> [WHAT YOU WILL DO]
Extract every line of the records that contains the word "number", treating uppercase and lowercase letters as distinct.

[Entries from a point annotation set]
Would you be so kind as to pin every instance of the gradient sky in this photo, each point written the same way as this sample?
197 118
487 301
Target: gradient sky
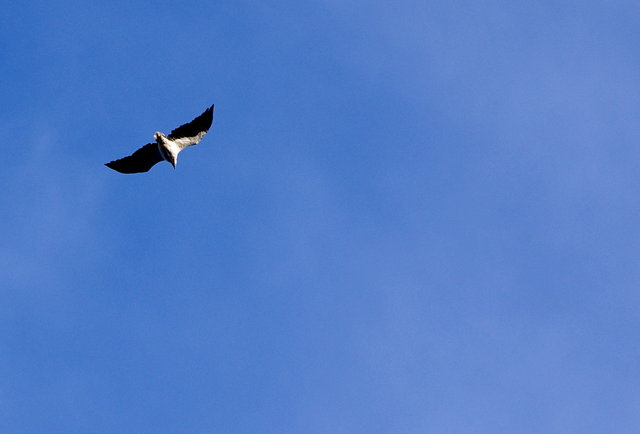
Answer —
408 217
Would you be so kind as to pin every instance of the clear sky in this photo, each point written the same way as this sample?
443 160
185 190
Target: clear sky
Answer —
408 217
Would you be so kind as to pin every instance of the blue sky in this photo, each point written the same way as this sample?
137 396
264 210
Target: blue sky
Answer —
408 217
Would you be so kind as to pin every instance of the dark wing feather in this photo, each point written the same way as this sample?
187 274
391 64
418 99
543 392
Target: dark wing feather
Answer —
140 161
193 132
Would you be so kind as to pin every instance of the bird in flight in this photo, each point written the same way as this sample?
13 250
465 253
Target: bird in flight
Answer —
165 147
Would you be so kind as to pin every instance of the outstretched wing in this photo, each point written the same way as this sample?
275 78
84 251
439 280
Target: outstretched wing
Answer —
191 133
140 161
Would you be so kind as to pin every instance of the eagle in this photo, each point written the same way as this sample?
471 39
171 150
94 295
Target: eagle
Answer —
165 147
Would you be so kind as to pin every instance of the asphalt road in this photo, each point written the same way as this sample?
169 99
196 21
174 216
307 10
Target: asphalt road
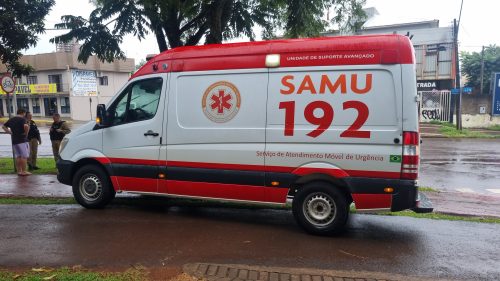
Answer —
156 235
44 150
464 165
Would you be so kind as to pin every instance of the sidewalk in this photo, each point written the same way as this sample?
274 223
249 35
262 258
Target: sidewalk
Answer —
453 203
229 272
428 130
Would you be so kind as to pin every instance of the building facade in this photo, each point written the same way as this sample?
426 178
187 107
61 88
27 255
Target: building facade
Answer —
434 50
62 84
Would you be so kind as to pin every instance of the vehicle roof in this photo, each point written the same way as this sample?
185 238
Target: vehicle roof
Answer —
341 50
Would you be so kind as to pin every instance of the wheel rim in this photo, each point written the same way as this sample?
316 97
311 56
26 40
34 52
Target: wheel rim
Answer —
319 209
90 187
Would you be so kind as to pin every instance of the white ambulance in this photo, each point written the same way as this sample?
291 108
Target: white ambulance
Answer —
321 123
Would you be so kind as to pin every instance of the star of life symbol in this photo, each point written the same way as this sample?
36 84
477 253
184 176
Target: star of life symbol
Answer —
221 102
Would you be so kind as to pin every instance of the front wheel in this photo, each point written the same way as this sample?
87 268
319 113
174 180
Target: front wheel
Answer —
92 188
320 209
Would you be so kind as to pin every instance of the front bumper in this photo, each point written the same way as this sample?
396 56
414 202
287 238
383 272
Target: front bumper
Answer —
64 171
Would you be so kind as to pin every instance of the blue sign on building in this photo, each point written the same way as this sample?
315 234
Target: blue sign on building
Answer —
467 90
495 106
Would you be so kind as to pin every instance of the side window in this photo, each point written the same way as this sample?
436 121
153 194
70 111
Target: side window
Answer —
138 102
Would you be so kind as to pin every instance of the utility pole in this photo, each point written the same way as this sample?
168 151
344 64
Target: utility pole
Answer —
458 99
482 70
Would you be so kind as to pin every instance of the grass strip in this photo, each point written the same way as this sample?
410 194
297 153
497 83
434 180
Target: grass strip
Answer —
452 132
427 189
163 202
36 201
69 274
47 165
439 216
493 128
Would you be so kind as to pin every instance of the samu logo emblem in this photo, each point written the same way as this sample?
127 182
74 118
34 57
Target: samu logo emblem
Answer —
221 102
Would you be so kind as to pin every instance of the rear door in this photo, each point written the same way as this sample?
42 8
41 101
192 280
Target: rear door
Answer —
133 140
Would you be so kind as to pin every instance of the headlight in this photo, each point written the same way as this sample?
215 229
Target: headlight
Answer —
63 144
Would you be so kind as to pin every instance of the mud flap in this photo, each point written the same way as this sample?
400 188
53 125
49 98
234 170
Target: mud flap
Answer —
424 205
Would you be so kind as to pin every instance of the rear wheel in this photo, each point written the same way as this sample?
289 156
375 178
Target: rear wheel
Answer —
92 188
320 209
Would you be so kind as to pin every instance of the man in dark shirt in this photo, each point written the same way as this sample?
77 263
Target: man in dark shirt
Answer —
57 132
34 140
18 128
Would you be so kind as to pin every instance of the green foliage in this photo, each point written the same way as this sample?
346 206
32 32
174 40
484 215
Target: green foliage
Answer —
494 128
471 67
439 216
68 274
427 189
20 23
47 166
448 130
179 23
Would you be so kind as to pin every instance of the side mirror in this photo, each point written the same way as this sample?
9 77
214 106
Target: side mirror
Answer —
101 118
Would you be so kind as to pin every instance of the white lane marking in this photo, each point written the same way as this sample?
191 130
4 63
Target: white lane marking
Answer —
465 190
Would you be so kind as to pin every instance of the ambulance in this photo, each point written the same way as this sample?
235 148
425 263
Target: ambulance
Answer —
319 123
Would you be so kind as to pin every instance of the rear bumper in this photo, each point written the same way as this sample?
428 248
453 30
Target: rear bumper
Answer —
64 171
368 193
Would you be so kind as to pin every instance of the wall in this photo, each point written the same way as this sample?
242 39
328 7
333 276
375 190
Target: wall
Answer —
471 117
471 103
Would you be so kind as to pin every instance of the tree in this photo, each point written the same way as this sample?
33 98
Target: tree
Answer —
187 22
20 23
471 67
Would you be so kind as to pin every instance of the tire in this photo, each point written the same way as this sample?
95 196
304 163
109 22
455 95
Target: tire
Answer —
320 208
92 187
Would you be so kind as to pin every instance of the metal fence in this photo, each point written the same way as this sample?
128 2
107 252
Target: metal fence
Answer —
434 105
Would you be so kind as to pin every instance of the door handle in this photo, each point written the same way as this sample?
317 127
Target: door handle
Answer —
151 133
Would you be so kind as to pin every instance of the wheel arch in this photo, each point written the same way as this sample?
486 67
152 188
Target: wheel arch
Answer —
92 161
335 182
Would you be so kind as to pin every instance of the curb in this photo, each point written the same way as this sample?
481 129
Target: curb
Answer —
232 272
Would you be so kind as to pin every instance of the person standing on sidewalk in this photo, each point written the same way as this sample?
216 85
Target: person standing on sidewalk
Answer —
34 140
18 128
57 132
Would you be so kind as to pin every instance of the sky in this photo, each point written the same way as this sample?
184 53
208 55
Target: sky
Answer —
476 24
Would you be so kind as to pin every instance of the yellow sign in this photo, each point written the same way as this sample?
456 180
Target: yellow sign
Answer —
34 89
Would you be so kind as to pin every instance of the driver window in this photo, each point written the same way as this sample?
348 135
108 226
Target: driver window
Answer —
138 102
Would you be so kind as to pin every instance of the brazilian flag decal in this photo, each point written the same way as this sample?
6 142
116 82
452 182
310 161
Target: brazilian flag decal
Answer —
395 159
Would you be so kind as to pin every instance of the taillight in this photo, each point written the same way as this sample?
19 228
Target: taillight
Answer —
411 152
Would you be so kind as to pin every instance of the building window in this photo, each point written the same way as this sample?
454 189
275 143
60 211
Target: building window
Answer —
22 103
56 79
32 80
65 105
103 81
36 105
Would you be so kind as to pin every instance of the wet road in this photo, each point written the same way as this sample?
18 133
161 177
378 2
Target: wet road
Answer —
465 165
44 150
158 235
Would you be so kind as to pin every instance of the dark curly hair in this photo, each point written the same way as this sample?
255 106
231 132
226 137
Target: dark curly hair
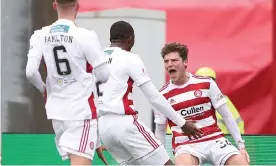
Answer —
121 30
175 47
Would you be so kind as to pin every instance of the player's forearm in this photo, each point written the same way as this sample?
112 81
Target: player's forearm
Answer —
231 124
160 133
33 74
161 104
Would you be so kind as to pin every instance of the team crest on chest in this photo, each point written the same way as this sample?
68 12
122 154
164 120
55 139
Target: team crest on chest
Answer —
172 101
198 93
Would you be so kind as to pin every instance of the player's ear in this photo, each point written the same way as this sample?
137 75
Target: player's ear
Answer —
55 5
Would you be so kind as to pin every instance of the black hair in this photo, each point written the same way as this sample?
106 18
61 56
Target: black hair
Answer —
120 31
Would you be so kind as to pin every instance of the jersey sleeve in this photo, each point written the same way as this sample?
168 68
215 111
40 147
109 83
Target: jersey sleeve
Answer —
215 94
159 118
35 49
137 71
93 50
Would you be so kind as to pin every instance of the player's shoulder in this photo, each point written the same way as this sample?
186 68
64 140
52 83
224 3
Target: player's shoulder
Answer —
199 78
133 58
38 33
165 88
86 33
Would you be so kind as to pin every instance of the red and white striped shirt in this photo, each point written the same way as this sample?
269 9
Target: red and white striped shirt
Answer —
197 100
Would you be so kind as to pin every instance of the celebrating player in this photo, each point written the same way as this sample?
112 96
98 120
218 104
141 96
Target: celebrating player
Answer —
197 98
127 139
66 49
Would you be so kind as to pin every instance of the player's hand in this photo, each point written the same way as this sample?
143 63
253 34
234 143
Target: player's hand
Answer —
100 153
190 129
245 154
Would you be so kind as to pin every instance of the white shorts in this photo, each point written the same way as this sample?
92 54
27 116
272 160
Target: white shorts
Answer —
213 152
78 137
130 142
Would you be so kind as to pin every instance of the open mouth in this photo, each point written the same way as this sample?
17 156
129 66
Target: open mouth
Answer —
172 71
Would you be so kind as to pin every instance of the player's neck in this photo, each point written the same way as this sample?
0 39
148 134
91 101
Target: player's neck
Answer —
66 16
120 45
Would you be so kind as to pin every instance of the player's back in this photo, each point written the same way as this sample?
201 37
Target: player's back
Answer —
115 96
69 86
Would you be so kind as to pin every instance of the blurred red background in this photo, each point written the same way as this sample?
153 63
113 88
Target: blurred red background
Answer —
231 36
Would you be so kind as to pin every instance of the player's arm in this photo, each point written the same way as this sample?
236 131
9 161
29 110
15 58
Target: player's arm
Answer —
96 57
160 126
137 72
219 103
33 63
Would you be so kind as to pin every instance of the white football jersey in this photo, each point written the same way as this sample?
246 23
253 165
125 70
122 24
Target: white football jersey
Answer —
66 50
115 96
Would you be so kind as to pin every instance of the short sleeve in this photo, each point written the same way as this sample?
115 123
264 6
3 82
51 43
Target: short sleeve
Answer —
93 50
35 48
159 118
137 71
216 96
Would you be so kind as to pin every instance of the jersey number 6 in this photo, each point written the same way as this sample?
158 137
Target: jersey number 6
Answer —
59 61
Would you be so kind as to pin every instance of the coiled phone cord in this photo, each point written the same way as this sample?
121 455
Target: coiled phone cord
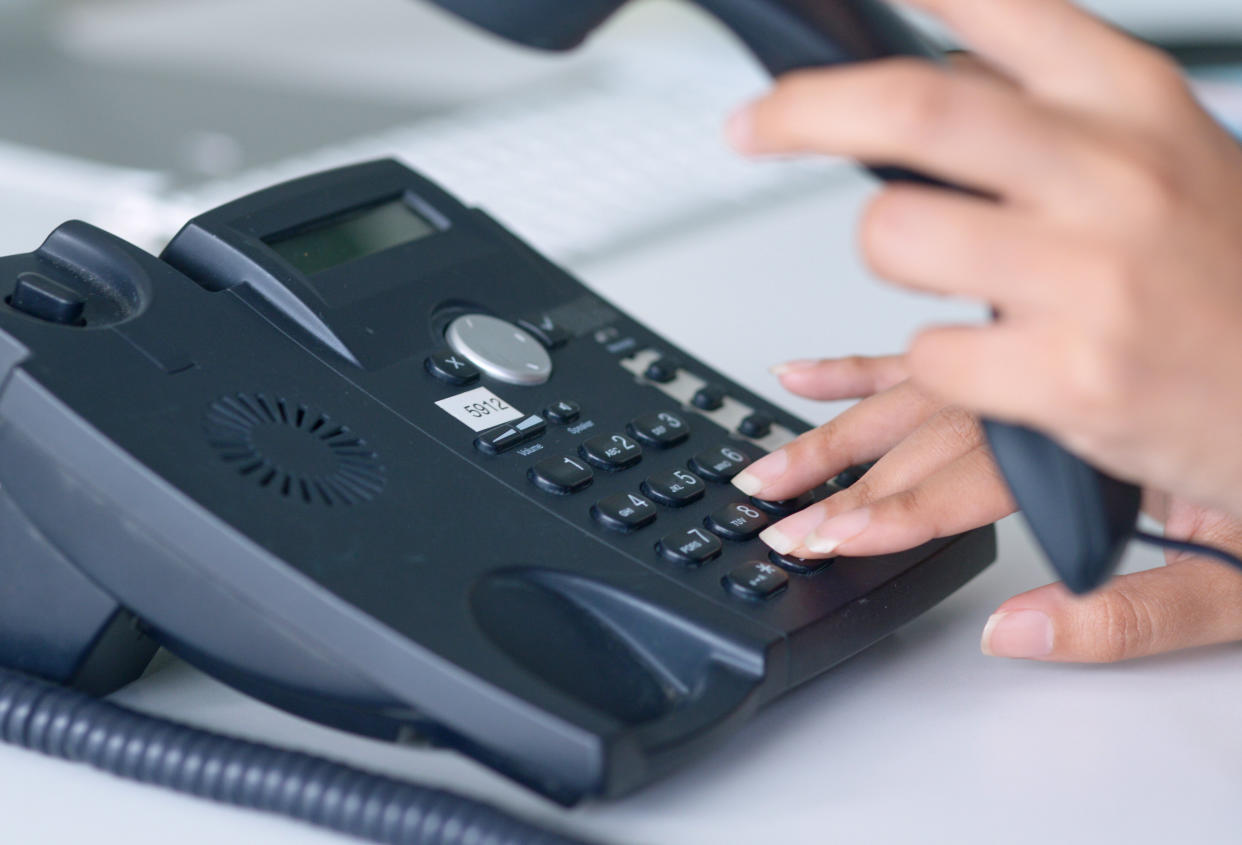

> [ANSWER TO THE TASK]
Would you be so kind as to pin every instance of the jersey number 6 in this photo, each point written the same way as this sample?
Target: jersey number 6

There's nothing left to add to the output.